# Text segment:
## Start
I have a question regarding fusion, I hope it hasn't been asked already.
I have a fairly basic understanding of the fusion reaction and process. What I don't understand is how it will be powered.
How much power will be required to get the fusion reaction going?
How much power will be needed to sustain the reaction or is it self sustaining once the process is underway? If one had enough power to get the reaction going and then all other energy sources became extinct would the fusion reactor in itself be enough to keep itself going?
Can you feed fuel into a fusion reactor once it's up and running?
son of ballard wrote:I have a question regarding fusion, I hope it hasn't been asked already.
I have a fairly basic understanding of the fusion reaction and process. What I don't understand is how it will be powered.
How much power will be required to get the fusion reaction going?
How much power will be needed to sustain the reaction or is it self sustaining once the process is underway? If one had enough power to get the reaction going and then all other energy sources became extinct would the fusion reactor in itself be enough to keep itself going?
Can you feed fuel into a fusion reactor once it's up and running?
It takes quite a lot of power to get the thing up to temperature - but not so much that it is hard to do. JET regularly get up to temperate these days.
## End
Raw records:
## Start
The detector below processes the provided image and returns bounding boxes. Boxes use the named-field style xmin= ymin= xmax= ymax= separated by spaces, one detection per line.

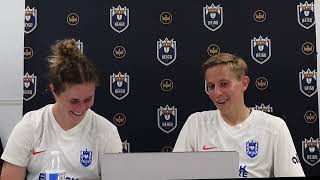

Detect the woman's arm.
xmin=0 ymin=161 xmax=26 ymax=180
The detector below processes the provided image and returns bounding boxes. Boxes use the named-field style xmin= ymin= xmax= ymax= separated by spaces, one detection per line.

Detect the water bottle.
xmin=44 ymin=151 xmax=66 ymax=180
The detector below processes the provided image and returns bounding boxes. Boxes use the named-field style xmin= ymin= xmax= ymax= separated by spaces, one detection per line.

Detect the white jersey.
## End
# Directions:
(a) In the forum thread on fusion power, which facility does the reply say regularly gets up to temperature these days?
(b) Rewrite the entries from their start up to and including the line with "xmin=44 ymin=151 xmax=66 ymax=180", keeping the requests. Multiply every box coordinate in the answers by 2.35 and round to whole numbers, with halves rounded up, and leave the pictures out.

# Solutions to the exercise:
(a) JET

(b)
The detector below processes the provided image and returns bounding boxes. Boxes use the named-field style xmin= ymin= xmax= ymax= separated by spaces, one detection per line.


Detect the woman's arm.
xmin=0 ymin=378 xmax=61 ymax=423
The detector below processes the provided image and returns bounding boxes. Boxes use the named-field style xmin= ymin= xmax= ymax= separated by spaces, one detection per line.

Detect the water bottle.
xmin=103 ymin=355 xmax=155 ymax=423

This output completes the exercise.